So I successfully made 2 queens in May. So what now? How about a simple inspection on my Top Nuc last Wednesday. Obviously a nice tight brood pattern. And, WHAT, more queen cells? Yep, for whatever reason, they ain't happy with the new laying queen (the Top Nuc INSISTs on top quality, I suppose). Bees also love backups. So do I. So when I saw this frame I was delighted. No rest for the beekeeper: I knew instantly I would immediately turn around and make up two new one-frame nucleus colonies. I'd give each nuc a queen cell, and leave the third one for the Top Nuc to requeen itself. This frame had 3 capped QC's and one queen cup underway. This photo was taken on Day 9 or 10.
I started the following Thursday after work and close to sundown, stirring up the big hive underneath the Top Nuc. I had to steal 4 frames to make up two queenless 2-frame nucs (remember, I'm leaving one queen cell for the Top Nuc to requeen itself with). I had to steal 2 frames of brood with plenty of nurse bees and capped brood that will emerge in the coming 3 weeks, and not too many eggs left for the nurses to take care of, and 2 frames of food, both honey and pollen. I was honored with one sting that night for my efforts on my right arm.

* ASSIGNMENT A *
Could you retype everything in the beekeeping account from "I started the" down to "my right arm."?
* ASSIGNMENT B *
In the beekeeping account, why is one of the queen cells left in the Top Nuc instead of going to a new nuc?
* ASSIGNMENT C *
Could you proceed with the beekeeping account, picking up after its last sentence?

* DATA *
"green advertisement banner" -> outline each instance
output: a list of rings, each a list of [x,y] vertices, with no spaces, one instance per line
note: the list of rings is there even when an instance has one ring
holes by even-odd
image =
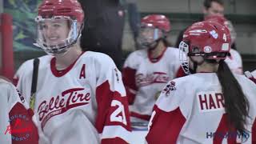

* RESPONSE BOX A *
I started the following Thursday after work and close to sundown, stirring up the big hive underneath the Top Nuc. I had to steal 4 frames to make up two queenless 2-frame nucs (remember, I'm leaving one queen cell for the Top Nuc to requeen itself with). I had to steal 2 frames of brood with plenty of nurse bees and capped brood that will emerge in the coming 3 weeks, and not too many eggs left for the nurses to take care of, and 2 frames of food, both honey and pollen. I was honored with one sting that night for my efforts on my right arm.

* RESPONSE BOX B *
It stays so the Top Nuc can requeen itself. The bees there aren't happy with their new laying queen and are already raising more queen cells.

* RESPONSE BOX C *
The queen cells were all capped by Friday morning. This lets me know how old the cells were and therefore how the queen calendar will unfold on this cycle. I will leave the starts alone until the calendar tells me they should have laying queens in them, 14-18 days later (I'll probably wait 18 days to give them plenty of time).
The following Friday morning, it was time to harvest 2 of the 3 queen cells. Like an idiot, I wore the same smelly beekeeping clothes I'd worn all week so I smelled like a forest fire by Friday morning. Bees rewarded me with two more stings, another on the right arm inches away from the first sting and one on my ring finger (do NOT wear jewelry in the apiary). Also, queenless nucs are ORNERY! They have no queen, for crying out loud!
And HEY, it was time for me to use my brand new QUEEN CELL PROTECTOR CUPS! They make it easy to place a queen cell on a frame (just push it in) and there's no worry of it falling and damaging the queen. Also, the cups prevent the bees from chewing out the sides of the queen cell if, for some reason, they see it as a foreign invader. This allows the queen to mature and then hatch. They can chew out the bottom of the cell to help release her when it's time, though. It's my first time using the protector cups, can't you tell?
I took down one of my swarm traps and used that nuc box as one of my next places to make a start. I do need to make up some more multi-chambered "mating nucs" or "queen castles" as they're called. But use what you've got, and I am. Meanwhile, the bees were aflutter and had LOTS of things to tell me come Friday morning.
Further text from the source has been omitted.